Zweitens verbirgt sich hinter der rollierenden Zuständigkeit der Berufspolitiker ein destruktives Denken, die Überzeugung nämlich, jeder könne prinzipiell alles. Im egalitären Wunderland linker Parteien soll niemand sich vor den anderen auszeichnen. Sonst bekäme ein Menschenbild, das auf Respekt für schlichtweg jeden Lebenslauf beruht, Risse. Die Illusion kollabierte, alle Menschen seien gleich an Talenten, sie müssten nur in die richtige Struktur gebracht werden.

Drittens und vor allem drückt sich in der Inflation der Fachfremden eine enorme Geringschätzung des jeweiligen Fachs aus. Wer wirklich vom Fach ist, wird als «Fachidiot» gesehen, weil ihm angeblich fehlt, wofür die Unqualifizierten stehen sollen, das Denken in Zusammenhängen. An der Spitze einer Fachbehörde braucht es aber Fachkompetenz.

-*-*-

▸ **IHRE AUFGABEN**
1. Geben Sie den Abschnitt des Lesetexts, der mit „Zweitens verbirgt sich“ beginnt und mit „es aber Fachkompetenz.“ endet, erneut wieder und ersetzen Sie dabei „Fachkompetenz“ durch „Sachverstand“.
2. Fassen Sie den Lesetext in zwei Sätzen zusammen.
3. Nennen Sie alle zusammengesetzten Wörter im Lesetext, die mit dem Wortteil „Fach“ beginnen, in der Reihenfolge ihres Auftretens.

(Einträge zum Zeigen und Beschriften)
-*-*-

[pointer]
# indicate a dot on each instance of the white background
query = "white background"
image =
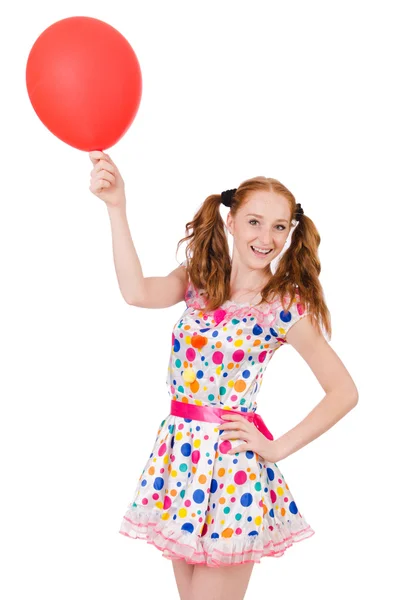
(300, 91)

-*-*-

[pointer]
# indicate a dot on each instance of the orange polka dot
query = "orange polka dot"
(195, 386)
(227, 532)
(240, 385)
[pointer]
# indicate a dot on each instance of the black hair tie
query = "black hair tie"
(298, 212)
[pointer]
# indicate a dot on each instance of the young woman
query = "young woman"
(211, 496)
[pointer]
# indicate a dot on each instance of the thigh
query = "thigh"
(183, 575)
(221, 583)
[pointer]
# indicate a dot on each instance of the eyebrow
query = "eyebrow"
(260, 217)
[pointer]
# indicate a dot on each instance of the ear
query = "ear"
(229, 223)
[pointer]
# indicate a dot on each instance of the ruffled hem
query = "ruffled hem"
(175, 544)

-*-*-

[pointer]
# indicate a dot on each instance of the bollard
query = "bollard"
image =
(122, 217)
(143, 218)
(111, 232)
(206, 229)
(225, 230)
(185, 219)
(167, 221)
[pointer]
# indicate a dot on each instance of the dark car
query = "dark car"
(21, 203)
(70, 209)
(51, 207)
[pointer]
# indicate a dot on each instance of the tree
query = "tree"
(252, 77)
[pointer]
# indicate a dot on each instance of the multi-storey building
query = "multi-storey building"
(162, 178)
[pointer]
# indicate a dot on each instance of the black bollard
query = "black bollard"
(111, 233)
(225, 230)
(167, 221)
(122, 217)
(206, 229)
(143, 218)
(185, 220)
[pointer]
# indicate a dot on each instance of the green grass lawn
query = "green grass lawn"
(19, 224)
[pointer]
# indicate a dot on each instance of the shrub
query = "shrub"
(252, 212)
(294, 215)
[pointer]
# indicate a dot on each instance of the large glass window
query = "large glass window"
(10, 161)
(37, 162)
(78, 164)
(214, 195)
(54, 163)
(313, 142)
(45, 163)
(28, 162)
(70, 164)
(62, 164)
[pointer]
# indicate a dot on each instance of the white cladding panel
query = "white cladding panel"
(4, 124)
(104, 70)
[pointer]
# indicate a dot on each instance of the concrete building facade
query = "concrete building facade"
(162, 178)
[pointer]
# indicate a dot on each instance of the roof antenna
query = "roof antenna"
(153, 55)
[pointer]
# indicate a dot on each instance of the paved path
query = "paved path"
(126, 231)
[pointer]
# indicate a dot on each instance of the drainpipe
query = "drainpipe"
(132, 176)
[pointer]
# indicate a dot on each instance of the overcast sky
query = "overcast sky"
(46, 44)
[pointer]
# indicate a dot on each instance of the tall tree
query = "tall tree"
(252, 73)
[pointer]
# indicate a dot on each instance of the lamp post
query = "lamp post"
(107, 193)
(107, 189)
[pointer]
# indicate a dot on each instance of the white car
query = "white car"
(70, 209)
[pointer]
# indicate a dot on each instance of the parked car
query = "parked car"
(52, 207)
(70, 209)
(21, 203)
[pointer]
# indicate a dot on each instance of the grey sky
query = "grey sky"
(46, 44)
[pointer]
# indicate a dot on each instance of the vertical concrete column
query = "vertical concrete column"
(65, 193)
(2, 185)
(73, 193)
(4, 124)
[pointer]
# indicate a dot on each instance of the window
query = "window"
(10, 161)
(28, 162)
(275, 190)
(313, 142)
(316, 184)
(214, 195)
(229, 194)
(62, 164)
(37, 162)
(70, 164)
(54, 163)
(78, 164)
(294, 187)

-*-*-

▸ **ÜBUNGSERGEBNISSE**
1.
Zweitens verbirgt sich hinter der rollierenden Zuständigkeit der Berufspolitiker ein destruktives Denken, die Überzeugung nämlich, jeder könne prinzipiell alles. Im egalitären Wunderland linker Parteien soll niemand sich vor den anderen auszeichnen. Sonst bekäme ein Menschenbild, das auf Respekt für schlichtweg jeden Lebenslauf beruht, Risse. Die Illusion kollabierte, alle Menschen seien gleich an Talenten, sie müssten nur in die richtige Struktur gebracht werden.

Drittens und vor allem drückt sich in der Inflation der Fachfremden eine enorme Geringschätzung des jeweiligen Fachs aus. Wer wirklich vom Fach ist, wird als «Fachidiot» gesehen, weil ihm angeblich fehlt, wofür die Unqualifizierten stehen sollen, das Denken in Zusammenhängen. An der Spitze einer Fachbehörde braucht es aber Sachverstand.

2. Hinter der rollierenden Zuständigkeit der Berufspolitiker steht laut Text die destruktive Überzeugung, jeder könne prinzipiell alles, weil im egalitären Wunderland linker Parteien sich niemand vor den anderen auszeichnen soll. Zudem drückt die Inflation der Fachfremden eine enorme Geringschätzung des jeweiligen Fachs aus, obwohl es an der Spitze einer Fachbehörde Fachkompetenz braucht.

3. Fachfremden, Fachidiot, Fachbehörde, Fachkompetenz